| WHAT YOU NEED TO DO |
Which of the lines below contain the string "window", with case counting? Pick out each one and copy it in full.

| DATA EXCERPTS |
= = = = = = =
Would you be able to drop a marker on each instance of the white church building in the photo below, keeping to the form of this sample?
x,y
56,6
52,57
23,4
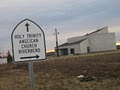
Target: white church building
x,y
97,41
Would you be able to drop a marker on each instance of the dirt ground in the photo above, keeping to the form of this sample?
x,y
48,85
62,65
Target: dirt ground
x,y
61,73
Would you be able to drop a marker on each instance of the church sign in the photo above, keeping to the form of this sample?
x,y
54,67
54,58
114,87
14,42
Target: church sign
x,y
28,42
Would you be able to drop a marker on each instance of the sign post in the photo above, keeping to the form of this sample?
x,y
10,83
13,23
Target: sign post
x,y
28,45
31,75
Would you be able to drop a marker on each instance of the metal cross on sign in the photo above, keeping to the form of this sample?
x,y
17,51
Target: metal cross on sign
x,y
28,42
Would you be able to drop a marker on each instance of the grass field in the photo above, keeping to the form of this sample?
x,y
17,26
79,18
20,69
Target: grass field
x,y
61,73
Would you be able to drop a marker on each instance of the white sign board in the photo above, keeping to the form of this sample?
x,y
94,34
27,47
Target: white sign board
x,y
28,42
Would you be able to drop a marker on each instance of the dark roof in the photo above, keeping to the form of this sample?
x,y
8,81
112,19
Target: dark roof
x,y
77,42
95,31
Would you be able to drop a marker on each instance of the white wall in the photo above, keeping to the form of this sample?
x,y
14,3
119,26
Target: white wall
x,y
76,48
102,42
75,39
3,60
83,46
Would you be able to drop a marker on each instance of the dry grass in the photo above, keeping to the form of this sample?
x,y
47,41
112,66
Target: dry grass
x,y
61,73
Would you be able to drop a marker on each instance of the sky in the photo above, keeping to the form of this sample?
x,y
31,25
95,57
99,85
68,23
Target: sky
x,y
70,17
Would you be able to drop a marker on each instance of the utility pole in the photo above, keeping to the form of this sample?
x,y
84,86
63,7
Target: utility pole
x,y
56,36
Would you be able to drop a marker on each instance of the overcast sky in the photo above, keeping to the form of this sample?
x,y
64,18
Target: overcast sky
x,y
70,17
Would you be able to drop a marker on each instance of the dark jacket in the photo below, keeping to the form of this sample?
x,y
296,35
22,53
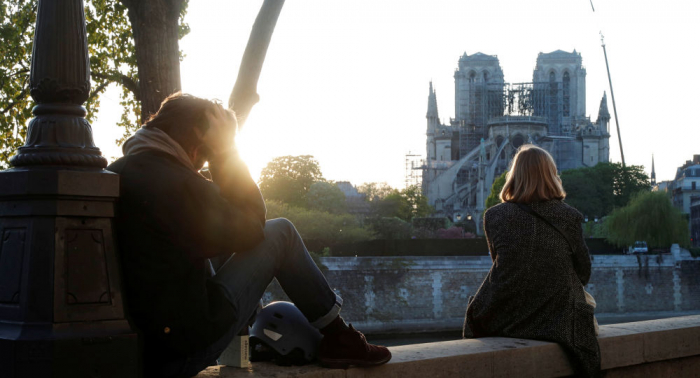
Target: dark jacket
x,y
169,222
534,288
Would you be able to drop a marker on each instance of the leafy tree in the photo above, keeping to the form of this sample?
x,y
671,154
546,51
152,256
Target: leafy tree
x,y
391,228
325,196
375,190
404,204
320,225
115,58
417,202
494,197
650,217
596,191
289,178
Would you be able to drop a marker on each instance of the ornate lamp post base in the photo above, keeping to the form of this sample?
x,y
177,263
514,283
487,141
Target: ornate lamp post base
x,y
61,307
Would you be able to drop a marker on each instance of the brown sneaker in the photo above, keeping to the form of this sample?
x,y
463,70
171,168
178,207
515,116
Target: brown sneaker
x,y
346,347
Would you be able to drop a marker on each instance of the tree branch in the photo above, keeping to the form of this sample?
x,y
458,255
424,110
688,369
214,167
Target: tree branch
x,y
122,79
97,90
245,92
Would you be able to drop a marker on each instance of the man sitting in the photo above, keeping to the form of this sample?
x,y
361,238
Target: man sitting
x,y
198,255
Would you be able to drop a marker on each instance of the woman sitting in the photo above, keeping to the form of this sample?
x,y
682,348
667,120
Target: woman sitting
x,y
534,289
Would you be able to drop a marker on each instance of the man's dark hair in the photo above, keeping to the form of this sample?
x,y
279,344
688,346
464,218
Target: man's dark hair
x,y
179,115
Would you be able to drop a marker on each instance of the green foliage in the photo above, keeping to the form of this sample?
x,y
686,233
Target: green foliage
x,y
289,178
405,204
375,191
391,228
320,225
596,191
592,229
494,197
649,217
112,61
325,196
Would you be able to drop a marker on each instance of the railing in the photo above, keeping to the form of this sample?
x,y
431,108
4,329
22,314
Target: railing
x,y
517,119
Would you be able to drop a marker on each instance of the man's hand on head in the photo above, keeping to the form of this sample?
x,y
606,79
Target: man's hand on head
x,y
219,138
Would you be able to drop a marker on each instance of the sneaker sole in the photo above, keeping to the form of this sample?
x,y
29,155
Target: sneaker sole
x,y
346,363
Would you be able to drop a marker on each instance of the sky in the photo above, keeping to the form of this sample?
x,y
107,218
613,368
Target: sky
x,y
347,81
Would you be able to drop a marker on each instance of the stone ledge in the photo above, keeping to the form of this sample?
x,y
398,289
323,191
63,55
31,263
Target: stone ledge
x,y
667,347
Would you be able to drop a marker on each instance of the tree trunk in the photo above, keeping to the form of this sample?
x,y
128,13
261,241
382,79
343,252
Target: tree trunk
x,y
155,24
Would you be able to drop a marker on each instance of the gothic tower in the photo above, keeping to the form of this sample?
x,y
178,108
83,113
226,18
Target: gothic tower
x,y
561,79
433,123
478,96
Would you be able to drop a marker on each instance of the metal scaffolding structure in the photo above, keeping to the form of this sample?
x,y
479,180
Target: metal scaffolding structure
x,y
414,169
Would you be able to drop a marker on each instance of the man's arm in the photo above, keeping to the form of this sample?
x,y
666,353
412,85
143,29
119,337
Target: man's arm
x,y
231,175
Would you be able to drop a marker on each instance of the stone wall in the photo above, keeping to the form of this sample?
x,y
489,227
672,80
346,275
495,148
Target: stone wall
x,y
668,348
410,294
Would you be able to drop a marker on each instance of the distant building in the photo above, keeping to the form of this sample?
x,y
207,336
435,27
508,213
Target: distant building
x,y
661,186
493,118
695,221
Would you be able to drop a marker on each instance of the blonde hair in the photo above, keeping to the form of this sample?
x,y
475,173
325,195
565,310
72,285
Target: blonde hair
x,y
532,177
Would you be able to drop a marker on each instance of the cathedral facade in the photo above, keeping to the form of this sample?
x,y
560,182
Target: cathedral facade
x,y
493,118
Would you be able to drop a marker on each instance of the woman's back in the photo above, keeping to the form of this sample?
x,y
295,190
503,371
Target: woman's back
x,y
534,289
533,278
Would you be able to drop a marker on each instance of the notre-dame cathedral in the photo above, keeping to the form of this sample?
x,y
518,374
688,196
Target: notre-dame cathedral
x,y
493,118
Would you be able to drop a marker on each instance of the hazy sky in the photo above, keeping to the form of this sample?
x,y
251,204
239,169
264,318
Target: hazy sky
x,y
347,81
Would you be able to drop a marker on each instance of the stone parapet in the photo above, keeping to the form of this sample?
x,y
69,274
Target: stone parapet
x,y
656,348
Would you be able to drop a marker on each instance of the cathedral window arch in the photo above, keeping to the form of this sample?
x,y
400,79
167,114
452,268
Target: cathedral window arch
x,y
566,94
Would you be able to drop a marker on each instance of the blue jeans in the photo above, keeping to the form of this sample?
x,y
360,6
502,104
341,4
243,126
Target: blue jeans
x,y
244,278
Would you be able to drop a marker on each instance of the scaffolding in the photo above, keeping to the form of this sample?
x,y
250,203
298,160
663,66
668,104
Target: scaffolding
x,y
414,170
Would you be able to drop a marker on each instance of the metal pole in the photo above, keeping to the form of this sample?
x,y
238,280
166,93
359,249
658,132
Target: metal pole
x,y
612,94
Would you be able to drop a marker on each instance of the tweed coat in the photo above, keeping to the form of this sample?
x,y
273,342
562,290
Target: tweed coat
x,y
534,289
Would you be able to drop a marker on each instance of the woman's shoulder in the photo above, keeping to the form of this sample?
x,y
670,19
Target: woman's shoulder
x,y
503,209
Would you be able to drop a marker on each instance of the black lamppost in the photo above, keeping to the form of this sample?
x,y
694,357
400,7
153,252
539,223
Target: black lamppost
x,y
61,305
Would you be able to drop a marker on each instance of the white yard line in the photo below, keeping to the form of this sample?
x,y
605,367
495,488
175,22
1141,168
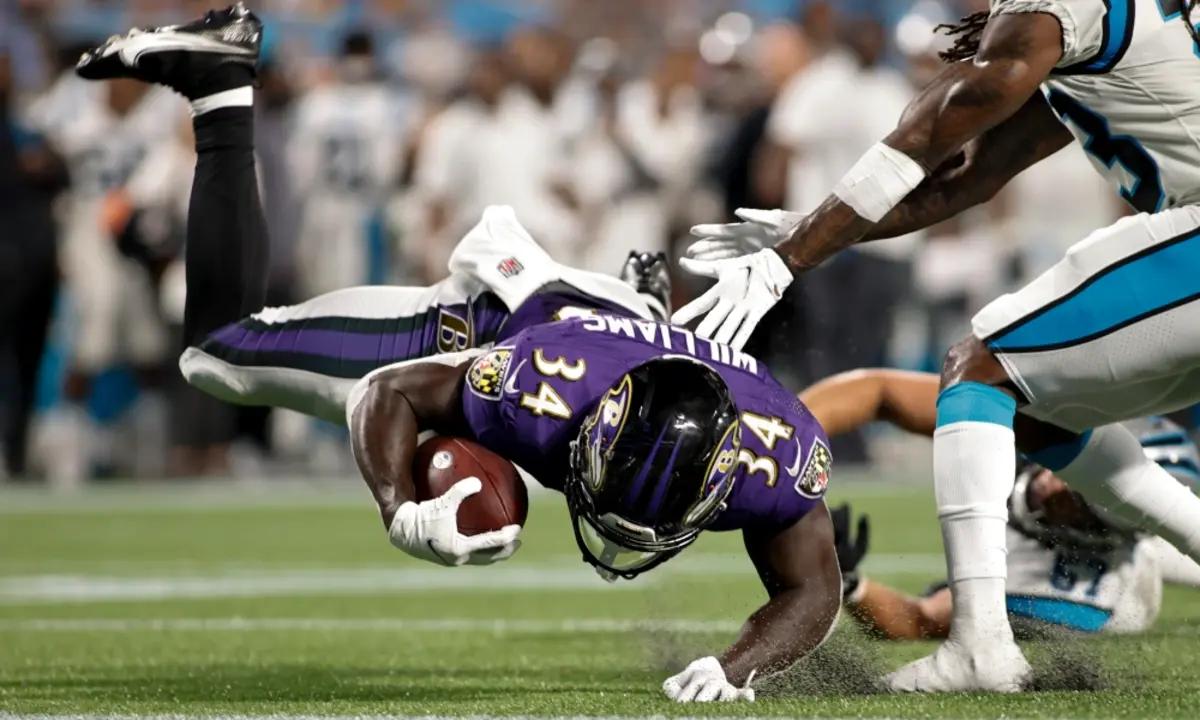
= = = = = = =
| WRITTEN REPLY |
Would you be able to drop a marker on each instance of the cathedral window arch in the photo above, keeping to the form of this sample?
Target: cathedral window arch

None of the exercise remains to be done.